▶ SOURCE MATERIAL
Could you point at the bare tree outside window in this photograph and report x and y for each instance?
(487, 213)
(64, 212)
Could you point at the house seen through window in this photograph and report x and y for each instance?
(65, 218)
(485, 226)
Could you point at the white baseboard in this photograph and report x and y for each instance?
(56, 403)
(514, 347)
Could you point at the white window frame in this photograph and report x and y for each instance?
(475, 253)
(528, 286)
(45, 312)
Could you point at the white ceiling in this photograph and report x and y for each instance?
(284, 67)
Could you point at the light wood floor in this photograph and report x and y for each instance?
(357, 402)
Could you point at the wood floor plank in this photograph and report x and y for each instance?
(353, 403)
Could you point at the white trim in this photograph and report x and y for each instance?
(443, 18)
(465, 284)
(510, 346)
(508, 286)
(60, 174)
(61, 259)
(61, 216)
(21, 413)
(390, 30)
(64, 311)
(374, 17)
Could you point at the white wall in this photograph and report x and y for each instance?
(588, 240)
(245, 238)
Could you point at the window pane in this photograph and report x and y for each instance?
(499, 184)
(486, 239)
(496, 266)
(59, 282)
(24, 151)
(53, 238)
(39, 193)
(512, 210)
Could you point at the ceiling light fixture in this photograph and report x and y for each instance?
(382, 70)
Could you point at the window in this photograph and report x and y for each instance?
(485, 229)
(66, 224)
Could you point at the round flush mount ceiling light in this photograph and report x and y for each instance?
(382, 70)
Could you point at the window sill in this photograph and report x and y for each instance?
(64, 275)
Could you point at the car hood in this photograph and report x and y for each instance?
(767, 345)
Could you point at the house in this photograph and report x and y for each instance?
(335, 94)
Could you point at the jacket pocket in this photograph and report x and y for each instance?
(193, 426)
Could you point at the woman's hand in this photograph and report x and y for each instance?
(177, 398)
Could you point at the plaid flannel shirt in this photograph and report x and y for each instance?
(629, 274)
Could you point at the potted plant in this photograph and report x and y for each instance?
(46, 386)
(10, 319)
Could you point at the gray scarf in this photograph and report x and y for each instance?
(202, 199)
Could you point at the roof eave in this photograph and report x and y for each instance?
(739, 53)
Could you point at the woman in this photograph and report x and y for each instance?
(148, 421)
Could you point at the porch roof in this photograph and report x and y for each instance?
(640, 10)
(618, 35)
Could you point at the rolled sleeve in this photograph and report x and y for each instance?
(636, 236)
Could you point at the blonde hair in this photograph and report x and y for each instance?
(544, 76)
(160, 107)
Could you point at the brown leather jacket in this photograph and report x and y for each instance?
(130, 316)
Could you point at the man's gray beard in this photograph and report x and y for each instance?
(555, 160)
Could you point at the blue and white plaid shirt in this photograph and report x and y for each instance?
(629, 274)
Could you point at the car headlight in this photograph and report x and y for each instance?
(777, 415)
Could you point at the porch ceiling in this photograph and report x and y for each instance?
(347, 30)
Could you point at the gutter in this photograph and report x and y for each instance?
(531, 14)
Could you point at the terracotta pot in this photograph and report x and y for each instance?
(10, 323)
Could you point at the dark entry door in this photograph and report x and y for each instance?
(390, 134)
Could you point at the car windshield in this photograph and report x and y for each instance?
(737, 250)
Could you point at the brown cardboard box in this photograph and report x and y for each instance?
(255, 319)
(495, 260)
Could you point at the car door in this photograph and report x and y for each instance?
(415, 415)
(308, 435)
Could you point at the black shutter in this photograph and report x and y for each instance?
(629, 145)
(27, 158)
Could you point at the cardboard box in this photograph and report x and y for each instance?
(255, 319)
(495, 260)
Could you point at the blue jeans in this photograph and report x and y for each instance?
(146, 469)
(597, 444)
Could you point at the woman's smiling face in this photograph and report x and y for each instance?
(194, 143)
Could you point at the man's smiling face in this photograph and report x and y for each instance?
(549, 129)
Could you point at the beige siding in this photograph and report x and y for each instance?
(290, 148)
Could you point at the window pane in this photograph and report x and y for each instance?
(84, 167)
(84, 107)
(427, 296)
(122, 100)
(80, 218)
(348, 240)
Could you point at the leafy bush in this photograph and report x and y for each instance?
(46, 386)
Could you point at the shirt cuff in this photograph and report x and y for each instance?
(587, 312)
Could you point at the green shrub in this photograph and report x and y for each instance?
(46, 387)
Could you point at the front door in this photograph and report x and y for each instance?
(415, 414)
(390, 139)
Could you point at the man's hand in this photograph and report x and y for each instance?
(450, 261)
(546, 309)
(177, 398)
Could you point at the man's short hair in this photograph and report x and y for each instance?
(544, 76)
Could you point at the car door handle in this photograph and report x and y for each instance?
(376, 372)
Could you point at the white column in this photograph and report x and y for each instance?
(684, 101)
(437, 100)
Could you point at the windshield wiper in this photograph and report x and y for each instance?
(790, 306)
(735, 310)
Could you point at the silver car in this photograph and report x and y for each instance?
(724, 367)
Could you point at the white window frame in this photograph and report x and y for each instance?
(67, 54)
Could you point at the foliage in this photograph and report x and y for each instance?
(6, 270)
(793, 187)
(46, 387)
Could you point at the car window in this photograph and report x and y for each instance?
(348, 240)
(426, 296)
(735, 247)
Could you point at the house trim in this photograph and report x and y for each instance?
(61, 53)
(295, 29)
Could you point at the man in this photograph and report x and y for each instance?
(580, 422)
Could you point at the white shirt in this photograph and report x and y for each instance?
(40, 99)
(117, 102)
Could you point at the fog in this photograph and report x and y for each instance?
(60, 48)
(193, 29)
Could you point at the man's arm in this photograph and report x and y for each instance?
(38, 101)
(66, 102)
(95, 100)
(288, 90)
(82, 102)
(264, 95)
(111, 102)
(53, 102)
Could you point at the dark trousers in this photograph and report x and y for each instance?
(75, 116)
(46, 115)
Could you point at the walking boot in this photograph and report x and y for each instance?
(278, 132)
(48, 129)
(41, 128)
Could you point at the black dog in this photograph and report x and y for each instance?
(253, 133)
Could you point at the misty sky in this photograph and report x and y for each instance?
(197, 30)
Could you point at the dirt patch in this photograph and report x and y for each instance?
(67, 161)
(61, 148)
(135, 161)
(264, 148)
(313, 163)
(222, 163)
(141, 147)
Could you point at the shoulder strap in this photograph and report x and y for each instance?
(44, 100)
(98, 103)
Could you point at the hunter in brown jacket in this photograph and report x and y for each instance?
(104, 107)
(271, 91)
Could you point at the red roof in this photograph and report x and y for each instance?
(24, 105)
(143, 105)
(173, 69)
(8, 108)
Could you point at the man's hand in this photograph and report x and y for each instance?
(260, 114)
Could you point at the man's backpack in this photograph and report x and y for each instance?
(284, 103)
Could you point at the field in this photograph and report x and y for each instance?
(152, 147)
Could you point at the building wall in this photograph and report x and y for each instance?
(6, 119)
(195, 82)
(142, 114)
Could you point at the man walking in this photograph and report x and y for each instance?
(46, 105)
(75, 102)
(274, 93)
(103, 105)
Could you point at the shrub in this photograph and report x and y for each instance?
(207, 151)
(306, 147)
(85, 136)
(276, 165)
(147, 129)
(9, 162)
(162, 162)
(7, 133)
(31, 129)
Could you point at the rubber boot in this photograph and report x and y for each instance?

▶ PROBLEM TO SOLVE
Give the material above back in full, exactly as written.

▶ EXPECTED ANSWER
Could you point at the bare tree outside window in this photograph and report x and y for each instance?
(487, 213)
(64, 212)
Could you point at the house seen through window in this photograph and report x and y for each instance?
(65, 218)
(485, 226)
Could you point at the white baseboard in this photograph and report x and y for each instance?
(56, 403)
(514, 347)
Could you point at the white window frame in this photograph and report x and y for each instance?
(475, 253)
(528, 286)
(45, 312)
Could you point at the white ceiling in this photograph and report x and y for each instance?
(284, 67)
Could you point at the light wood floor in this photograph and report x and y for each instance?
(357, 402)
Could you point at the wood floor plank in this photograph and report x and y for each instance?
(353, 403)
Could you point at the white trim in this photograph and report x and y for each instance?
(443, 18)
(465, 284)
(510, 346)
(508, 286)
(60, 174)
(61, 259)
(61, 216)
(21, 413)
(390, 30)
(64, 311)
(374, 17)
Could you point at the white wall in this photograph and report x and y for each instance?
(588, 240)
(245, 238)
Could you point at the window pane in this photograph and report x and y for each instance?
(499, 184)
(486, 239)
(496, 266)
(59, 282)
(24, 151)
(53, 238)
(39, 193)
(512, 210)
Could you point at the ceiling light fixture in this photograph and report x and y for each instance?
(382, 70)
Could you point at the window in this photograph and report x and y for each instance?
(485, 229)
(66, 224)
Could you point at the round flush mount ceiling light in this photograph and report x and y for each instance?
(382, 70)
Could you point at the window sill in this photograph and report x and y for each instance?
(64, 275)
Could you point at the car hood in this photograph and report x and y for each instance?
(767, 345)
Could you point at the house in this photograph and report x and y for each instance?
(335, 94)
Could you point at the jacket pocket in this photograph and report x and y for each instance?
(193, 426)
Could you point at the woman's hand in this photograph and report x and y for each instance?
(177, 398)
Could you point at the plaid flannel shirt in this photograph and report x and y for each instance?
(629, 274)
Could you point at the potted plant in this photograph and report x and y for each instance?
(46, 386)
(10, 319)
Could you point at the gray scarf in this photograph and report x and y for each instance?
(202, 199)
Could you point at the roof eave in this photograph and report x and y for each instance?
(739, 53)
Could you point at the woman in this photograph and report x and y for each instance?
(148, 421)
Could you point at the porch roof in this photograph and report x and y for each instance?
(640, 10)
(618, 35)
Could you point at the rolled sleeve in this photograph and report x and y for each instance?
(636, 236)
Could you point at the blonde hair in this photograph and report x and y for each instance?
(544, 76)
(160, 107)
Could you point at the brown leather jacket in this photograph and report x and y for each instance?
(130, 316)
Could you point at the man's gray beard in this photograph and report x and y for each instance?
(555, 160)
Could you point at the blue and white plaid shirt in this photograph and report x and y for each instance?
(629, 274)
Could you point at the car headlight in this photograph and report x and y for each instance?
(777, 415)
Could you point at the porch ceiling in this photograph and report x and y for each instance?
(347, 30)
Could you point at the gutter in this photograph and report x and y for each instance?
(531, 14)
Could you point at the terracotta pot in this photograph and report x and y for each instance?
(10, 323)
Could you point at the dark entry door in this photograph and report x and y for each instance?
(390, 134)
Could you point at the car windshield in this photograph and report x and y for each instance?
(737, 250)
Could you point at the brown cardboard box in this photograph and report x and y for each instance?
(255, 319)
(495, 260)
Could you point at the car door in this photograph and report x and y for each instance?
(415, 415)
(308, 435)
Could you point at the black shutter in this photograph and report x and y for each instance?
(629, 145)
(27, 158)
Could you point at the cardboard box in this photograph and report x and y for each instance?
(255, 319)
(495, 260)
Could you point at the blue jeans in this photograph and report x and y for each instance?
(146, 469)
(597, 444)
Could you point at the woman's smiling face in this photograph and report x and y for each instance?
(194, 143)
Could you point at the man's smiling face in this photograph and report x and y for each instance?
(549, 129)
Could you point at the beige siding in this photograph and report x and y for each instance?
(290, 148)
Could you point at the window pane in this photograph and report x and y for each instance?
(84, 167)
(84, 107)
(427, 296)
(122, 100)
(80, 218)
(348, 240)
Could you point at the leafy bush in this photograph and report x and y for each instance?
(46, 386)
Could you point at the shirt cuff in this photograph and report x and y for each instance?
(587, 312)
Could you point at the green shrub in this photograph and report x and y for each instance?
(46, 387)
Could you point at the front door in this photograph and report x and y for each instance?
(415, 414)
(390, 139)
Could you point at the man's hand in this photograph and report x and y for each instance?
(450, 261)
(546, 309)
(177, 398)
Could you point at the man's short hair in this photograph and report x and y for each instance?
(544, 76)
Could you point at the car door handle in this photograph and report x and y for each instance?
(376, 372)
Could you point at the white column in this photograph and report x and y for each instance?
(684, 101)
(437, 100)
Could you point at the windshield wiper in this photograph and report x and y for each instance?
(790, 306)
(735, 310)
Could you point at the silver car in this photograph and report x and y for each instance?
(724, 367)
Could you point at the white window frame in this photograph and report x and y for each instance?
(67, 54)
Could you point at the foliage in this photograph and report x and y for each instance?
(6, 270)
(793, 187)
(46, 387)
Could you point at the car window in this photograph and report x and y for each instance?
(348, 240)
(426, 296)
(735, 247)
Could you point at the house trim in this photograph and report x and y for each instance?
(61, 53)
(295, 29)
Could you point at the man in this photograph and report x and y for each instance?
(580, 422)
Could you point at the white shirt in this photograph and report x and y for each instance?
(40, 99)
(117, 102)
Could you point at the fog in this photograph and report x and y for each instance?
(60, 48)
(193, 29)
Could you point at the man's arm in this photograph and report x and y for each instance?
(38, 101)
(66, 102)
(95, 100)
(288, 90)
(82, 102)
(264, 95)
(111, 102)
(53, 102)
Could you point at the dark trousers in this photograph and report x and y for each instance?
(75, 116)
(46, 115)
Could you point at the walking boot in this photograph and report x and y for each instance?
(278, 132)
(48, 129)
(41, 128)
Could you point at the black dog in this photograph and report x and y for each instance?
(253, 133)
Could you point at the misty sky in this photograph and report x and y for each instance?
(197, 30)
Could you point at the dirt patch in this photograph and report x and y for each instance?
(67, 161)
(61, 148)
(135, 161)
(264, 148)
(313, 163)
(222, 163)
(141, 147)
Could you point at the shoulder strap in this photograph and report x and y for each instance?
(44, 100)
(98, 103)
Could you point at the hunter in brown jacket in this photograph and report x and y for each instance?
(104, 107)
(271, 91)
Could you point at the red roof in this photograph and report x and y for each instance?
(24, 105)
(143, 105)
(173, 69)
(8, 108)
Could you point at the man's hand in this photograph and report x and y for each instance?
(260, 114)
Could you point at the man's backpack in this photograph and report x and y for each instance?
(284, 103)
Could you point at the field in this photograph and report x and y for each instance?
(152, 147)
Could you point at the building wall in this photograph and report x and y for each instance?
(6, 119)
(195, 82)
(142, 114)
Could you point at the man walking in this photograph and report x and y for each instance?
(46, 105)
(75, 102)
(274, 93)
(103, 105)
Could you point at the shrub in this photograph and report x and y for each instance?
(207, 151)
(306, 147)
(85, 136)
(276, 165)
(147, 129)
(9, 162)
(162, 162)
(7, 133)
(31, 129)
Could you point at the rubber boot in this photograph and report x and y for each instance?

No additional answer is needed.